### Task objective
Print all of the data exactly as written.

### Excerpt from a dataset
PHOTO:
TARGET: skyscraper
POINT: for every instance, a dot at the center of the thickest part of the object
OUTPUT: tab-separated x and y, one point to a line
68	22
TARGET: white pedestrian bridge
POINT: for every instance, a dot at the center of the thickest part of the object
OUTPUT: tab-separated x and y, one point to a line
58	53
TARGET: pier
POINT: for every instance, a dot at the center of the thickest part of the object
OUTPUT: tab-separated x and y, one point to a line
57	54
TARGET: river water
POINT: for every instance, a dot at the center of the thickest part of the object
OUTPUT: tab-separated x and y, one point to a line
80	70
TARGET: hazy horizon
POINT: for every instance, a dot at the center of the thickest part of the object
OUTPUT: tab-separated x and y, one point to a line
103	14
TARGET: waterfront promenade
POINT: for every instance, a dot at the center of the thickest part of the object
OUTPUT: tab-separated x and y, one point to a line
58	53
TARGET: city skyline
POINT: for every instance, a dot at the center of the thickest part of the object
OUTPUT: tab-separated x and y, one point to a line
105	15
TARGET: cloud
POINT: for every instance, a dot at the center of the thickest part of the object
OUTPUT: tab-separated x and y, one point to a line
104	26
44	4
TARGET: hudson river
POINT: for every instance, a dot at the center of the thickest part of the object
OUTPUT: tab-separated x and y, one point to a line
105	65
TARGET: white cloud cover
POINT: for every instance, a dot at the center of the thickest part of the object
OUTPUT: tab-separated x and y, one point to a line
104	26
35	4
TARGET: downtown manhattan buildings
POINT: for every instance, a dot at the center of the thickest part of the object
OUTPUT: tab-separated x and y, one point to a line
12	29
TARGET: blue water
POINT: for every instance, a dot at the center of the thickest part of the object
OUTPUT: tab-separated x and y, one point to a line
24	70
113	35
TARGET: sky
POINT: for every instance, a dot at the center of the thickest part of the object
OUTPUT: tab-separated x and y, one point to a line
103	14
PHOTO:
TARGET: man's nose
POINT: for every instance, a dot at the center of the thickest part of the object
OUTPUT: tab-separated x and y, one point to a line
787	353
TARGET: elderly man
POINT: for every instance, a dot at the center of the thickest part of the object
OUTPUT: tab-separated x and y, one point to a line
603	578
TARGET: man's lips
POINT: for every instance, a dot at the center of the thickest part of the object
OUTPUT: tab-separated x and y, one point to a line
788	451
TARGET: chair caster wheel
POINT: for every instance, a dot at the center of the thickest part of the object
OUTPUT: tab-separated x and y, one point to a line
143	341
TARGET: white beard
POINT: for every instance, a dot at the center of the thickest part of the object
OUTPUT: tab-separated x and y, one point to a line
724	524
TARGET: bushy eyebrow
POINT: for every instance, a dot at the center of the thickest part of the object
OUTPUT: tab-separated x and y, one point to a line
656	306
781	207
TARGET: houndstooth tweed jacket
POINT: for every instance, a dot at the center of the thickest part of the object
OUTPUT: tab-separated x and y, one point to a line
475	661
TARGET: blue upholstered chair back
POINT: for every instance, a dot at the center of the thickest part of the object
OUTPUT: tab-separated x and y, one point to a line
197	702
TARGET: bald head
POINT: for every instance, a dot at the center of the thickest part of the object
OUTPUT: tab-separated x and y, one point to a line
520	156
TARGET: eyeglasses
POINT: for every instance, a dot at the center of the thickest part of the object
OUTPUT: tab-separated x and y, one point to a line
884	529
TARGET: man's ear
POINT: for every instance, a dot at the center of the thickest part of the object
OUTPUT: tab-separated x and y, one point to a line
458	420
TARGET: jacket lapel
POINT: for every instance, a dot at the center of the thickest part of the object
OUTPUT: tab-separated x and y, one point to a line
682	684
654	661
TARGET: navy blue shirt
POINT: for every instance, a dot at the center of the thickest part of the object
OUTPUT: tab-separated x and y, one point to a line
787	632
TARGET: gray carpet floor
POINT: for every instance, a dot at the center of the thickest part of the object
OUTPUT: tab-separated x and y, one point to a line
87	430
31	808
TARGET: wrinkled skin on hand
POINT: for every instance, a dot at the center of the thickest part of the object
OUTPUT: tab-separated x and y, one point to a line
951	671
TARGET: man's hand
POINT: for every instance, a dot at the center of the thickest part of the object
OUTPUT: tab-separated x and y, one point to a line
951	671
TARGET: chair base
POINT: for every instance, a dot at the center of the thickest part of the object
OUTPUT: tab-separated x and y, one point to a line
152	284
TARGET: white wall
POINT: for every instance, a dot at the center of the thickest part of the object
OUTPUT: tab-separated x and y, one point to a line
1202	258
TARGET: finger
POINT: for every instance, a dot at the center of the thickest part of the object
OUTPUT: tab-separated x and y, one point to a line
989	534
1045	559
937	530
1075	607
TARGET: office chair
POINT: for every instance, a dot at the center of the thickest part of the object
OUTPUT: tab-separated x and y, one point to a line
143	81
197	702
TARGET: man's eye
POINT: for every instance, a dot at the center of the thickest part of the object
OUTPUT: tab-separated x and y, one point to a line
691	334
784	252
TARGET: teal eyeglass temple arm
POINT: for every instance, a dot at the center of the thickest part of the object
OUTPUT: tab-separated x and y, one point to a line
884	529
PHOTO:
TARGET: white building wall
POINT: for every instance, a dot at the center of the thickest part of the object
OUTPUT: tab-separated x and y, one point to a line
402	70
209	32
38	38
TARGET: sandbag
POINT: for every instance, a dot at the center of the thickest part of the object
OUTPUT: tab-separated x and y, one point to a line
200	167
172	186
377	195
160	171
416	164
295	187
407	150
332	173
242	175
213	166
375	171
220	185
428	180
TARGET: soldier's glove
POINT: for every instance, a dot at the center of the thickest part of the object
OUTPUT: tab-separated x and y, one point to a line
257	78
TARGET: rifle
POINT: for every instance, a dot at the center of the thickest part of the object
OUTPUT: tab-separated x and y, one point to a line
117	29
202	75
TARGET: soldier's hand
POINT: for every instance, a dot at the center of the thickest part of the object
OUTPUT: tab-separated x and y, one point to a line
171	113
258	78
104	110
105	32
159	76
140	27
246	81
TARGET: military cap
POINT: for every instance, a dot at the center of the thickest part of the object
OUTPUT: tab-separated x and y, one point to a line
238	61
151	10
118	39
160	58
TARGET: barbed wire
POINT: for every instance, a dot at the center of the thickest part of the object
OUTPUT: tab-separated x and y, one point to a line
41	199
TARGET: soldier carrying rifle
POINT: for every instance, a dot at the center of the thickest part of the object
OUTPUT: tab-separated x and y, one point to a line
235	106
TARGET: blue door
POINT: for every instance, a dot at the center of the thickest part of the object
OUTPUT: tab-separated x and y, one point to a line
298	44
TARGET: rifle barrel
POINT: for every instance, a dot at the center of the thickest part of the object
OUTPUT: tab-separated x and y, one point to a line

### Written reply
PHOTO:
TARGET: skyscraper
POINT: for every instance, a dot at the center of the thickest part of the object
OUTPUT: tab-separated x and y, one point to a line
68	22
TARGET: white pedestrian bridge
POINT: for every instance, a dot at the center of the thickest part of the object
OUTPUT: tab-separated x and y, one point to a line
58	53
TARGET: pier
POINT: for every instance, a dot at the center of the thickest part of the object
OUTPUT: tab-separated x and y, one point to a line
57	54
TARGET: river water
POINT: for every instance, a dot at the center of the thickest part of the object
OUTPUT: tab-separated x and y, one point to a line
80	70
TARGET: hazy horizon
POINT: for every instance, a dot at the center of the thickest part of the object
OUTPUT: tab-separated x and y, one point to a line
103	14
TARGET: waterfront promenade
POINT: for every instance, a dot at the center of the thickest part of the object
OUTPUT: tab-separated x and y, one point to a line
58	53
TARGET: city skyline
POINT: for every instance, a dot at the center of the thickest part of the object
OUTPUT: tab-separated x and y, one point to a line
105	15
TARGET: cloud
POINT: for every instance, a dot at the center of the thickest part of the object
OUTPUT: tab-separated x and y, one point to a line
104	26
44	4
TARGET: hudson river
POINT: for every instance, a dot at the center of the thickest part of the object
OUTPUT: tab-separated x and y, one point to a line
105	65
TARGET: white cloud cover
POINT: for every instance, a dot at the center of the thickest part of the object
OUTPUT: tab-separated x and y, one point to a line
104	26
35	4
TARGET: downtown manhattan buildings
POINT: for every instance, a dot at the center of the thickest part of the object
OUTPUT: tab-separated x and y, one point to a line
12	29
TARGET: blue water
POINT: for every instance, a dot at the center of the thickest part of the object
OUTPUT: tab-separated x and y, one point to a line
24	70
113	35
TARGET: sky
POINT: for every instance, a dot at the center of the thickest part of the object
OUTPUT: tab-separated x and y, one point to a line
103	14
PHOTO:
TARGET: man's nose
POINT: for every instance, a dot at the center of the thickest part of the object
OUTPUT: tab-separated x and y, one point to a line
787	353
TARGET: elderly man
POINT: for every instance, a dot at the center of the thickest part of the object
OUTPUT: tab-separated x and y, one point to a line
603	578
TARGET: man's lips
POINT: for every instance, a dot at the center of the thickest part of the object
OUTPUT: tab-separated x and y, one point to a line
788	451
TARGET: chair caster wheel
POINT: for every instance, a dot at the center of the thickest part of the object
OUTPUT: tab-separated x and y, one point to a line
143	341
TARGET: white beard
POINT: for every instance, a dot at the center of the thickest part of the object
OUTPUT: tab-separated x and y, one point to a line
724	524
TARGET: bushy eyebrow
POINT: for every instance, a dot at the center of the thickest part of the object
OUTPUT: tab-separated x and y, one point to a line
656	306
781	207
TARGET: houndstooth tweed jacket
POINT: for every instance, a dot at the center of the thickest part of the object
OUTPUT: tab-separated x and y, one point to a line
475	661
TARGET: blue upholstered chair back
POINT: for every instance, a dot at the center of the thickest part of the object
OUTPUT: tab-separated x and y, one point to a line
197	702
TARGET: bald head
POINT: for every instance, a dot at the center of the thickest part of the object
OUTPUT: tab-separated x and y, one point to a line
520	156
TARGET: eyeglasses
POINT: for every instance, a dot at the center of the thickest part of the object
OUTPUT: tab-separated x and y, one point to a line
884	529
TARGET: man's ear
POINT: for every instance, a dot at the center of the thickest part of the object
OUTPUT: tab-separated x and y, one point to a line
458	420
TARGET: jacket lapel
POINT: for every instance, a dot at the center of the thickest part of the object
OUTPUT: tab-separated x and y, one point to a line
682	684
654	661
TARGET: navy blue shirt
POINT: for every instance, a dot at the center of the thickest part of the object
OUTPUT: tab-separated x and y, one point to a line
787	632
TARGET: gray carpet floor
POINT: for every instance, a dot at the center of the thickest part of the object
OUTPUT: tab-separated x and y, one point to a line
87	430
31	808
TARGET: wrinkled skin on hand
POINT: for every instance, a dot at the center of the thickest part of the object
OUTPUT: tab-separated x and y, one point to a line
951	671
TARGET: man's hand
POINT: for every instance, a dot at the center of the thickest part of the object
OUTPUT: tab-separated x and y, one point to a line
951	671
TARGET: chair base
POINT: for every instance, a dot at the center of the thickest part of the object
OUTPUT: tab-separated x and y, one point to a line
152	284
TARGET: white wall
POINT: for every instance, a dot at the center of the thickest part of the object
OUTPUT: tab-separated x and y, one point to a line
1202	258
TARGET: finger
POINT: for every instance, a dot at the center of the thickest part of the object
OUTPUT: tab-separated x and y, one point to a line
989	534
1045	559
937	530
1075	607
TARGET: office chair
POINT: for every instance, a dot at the center of the thickest part of the object
OUTPUT: tab-separated x and y, one point to a line
143	81
197	702
TARGET: man's eye
POINT: for every instance, a dot at the center of the thickest part of the object
OUTPUT: tab-separated x and y, one point to a line
691	334
784	252
TARGET: teal eyeglass temple arm
POINT: for every instance, a dot at the center of the thickest part of the object
OUTPUT: tab-separated x and y, one point to a line
884	529
PHOTO:
TARGET: white building wall
POINT: for every instance, a dot at the center of the thickest part of the object
OUTPUT: tab-separated x and y, one point to a line
402	70
209	32
38	38
TARGET: sandbag
POINT: for every instance, a dot at the center of the thickest part of the object
OUTPUT: tab-separated x and y, one point to a line
200	167
172	186
377	195
160	171
416	164
295	187
407	150
332	173
242	175
213	166
375	171
220	185
428	180
TARGET: soldier's glove
POINT: for every instance, a dot at the center of the thickest part of the object
OUTPUT: tab-separated x and y, one point to a line
257	78
TARGET: rifle
POINT: for every instance, a dot at the center of the thickest part of the object
OUTPUT: tab-separated x and y, one point to a line
117	29
202	75
TARGET: soldier's hand
POINT: for every instance, a dot at the center of the thickest part of the object
OUTPUT: tab-separated x and y, one point to a line
171	113
258	78
104	110
105	32
159	76
140	27
246	81
TARGET: military cap
POINT: for every instance, a dot at the center of the thickest part of the object
OUTPUT: tab-separated x and y, one point to a line
238	61
151	10
118	39
160	58
TARGET: barbed wire
POINT: for every instance, a dot at the center of the thickest part of the object
OUTPUT: tab-separated x and y, one point to a line
41	199
TARGET: soldier carrying rifle
POINT: for every instance, a dot at the center of the thickest part of the object
OUTPUT: tab-separated x and y, one point to a line
235	106
TARGET: blue door
POINT: for every instance, a dot at the center of the thickest part of the object
OUTPUT: tab-separated x and y, one point to a line
298	44
TARGET: rifle barrel
POINT: for every instance, a dot at the center of the thickest part of the object
OUTPUT: tab-separated x and y, one point to a line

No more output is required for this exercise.